-- REQUIRED WORK --
Count the lines in the listing below that contain the string "church", treating uppercase and lowercase as distinct, and reply with the number alone.

═════ SUPPLIED RECORDS

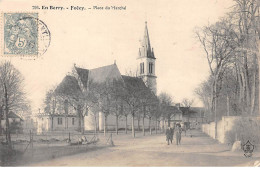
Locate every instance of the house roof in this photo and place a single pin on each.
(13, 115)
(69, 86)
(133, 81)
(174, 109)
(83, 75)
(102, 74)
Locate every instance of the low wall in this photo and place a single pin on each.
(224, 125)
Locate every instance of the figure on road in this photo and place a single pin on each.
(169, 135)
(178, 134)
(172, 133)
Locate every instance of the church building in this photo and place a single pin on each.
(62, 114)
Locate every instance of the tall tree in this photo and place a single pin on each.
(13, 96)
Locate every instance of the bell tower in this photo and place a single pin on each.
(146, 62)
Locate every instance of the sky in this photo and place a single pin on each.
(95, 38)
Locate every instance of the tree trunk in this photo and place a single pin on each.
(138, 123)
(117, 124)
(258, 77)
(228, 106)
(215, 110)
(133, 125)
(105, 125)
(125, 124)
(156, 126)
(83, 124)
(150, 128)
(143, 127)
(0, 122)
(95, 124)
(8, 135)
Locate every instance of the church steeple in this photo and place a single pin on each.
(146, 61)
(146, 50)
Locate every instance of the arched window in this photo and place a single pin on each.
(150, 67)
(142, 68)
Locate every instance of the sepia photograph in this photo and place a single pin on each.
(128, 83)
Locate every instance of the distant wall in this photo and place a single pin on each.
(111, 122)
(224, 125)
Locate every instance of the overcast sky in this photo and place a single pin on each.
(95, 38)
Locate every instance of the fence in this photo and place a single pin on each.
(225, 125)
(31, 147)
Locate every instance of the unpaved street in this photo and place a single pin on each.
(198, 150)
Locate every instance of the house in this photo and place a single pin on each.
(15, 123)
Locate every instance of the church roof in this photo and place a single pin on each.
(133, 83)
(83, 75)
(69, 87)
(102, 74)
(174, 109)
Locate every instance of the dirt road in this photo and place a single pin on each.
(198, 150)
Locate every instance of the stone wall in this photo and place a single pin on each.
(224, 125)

══════════
═════ SUPPLIED RECORDS

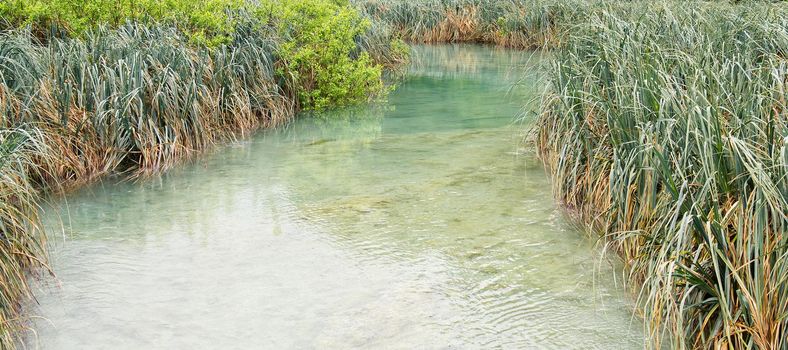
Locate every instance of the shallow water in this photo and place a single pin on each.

══════════
═════ SUPPLIED RECORDS

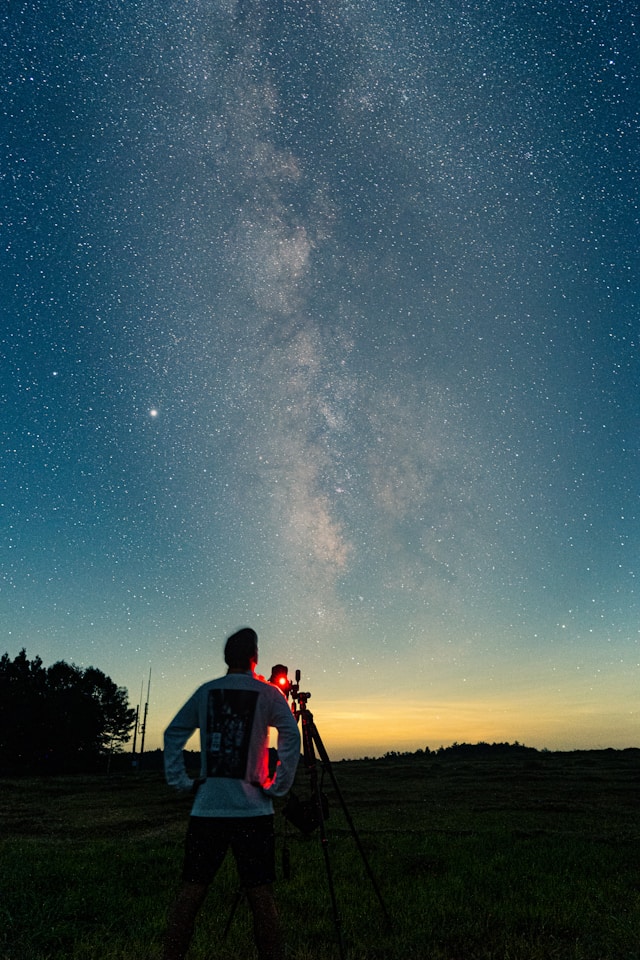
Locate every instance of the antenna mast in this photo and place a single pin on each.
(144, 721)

══════════

-- CORRECT OUTPUT --
3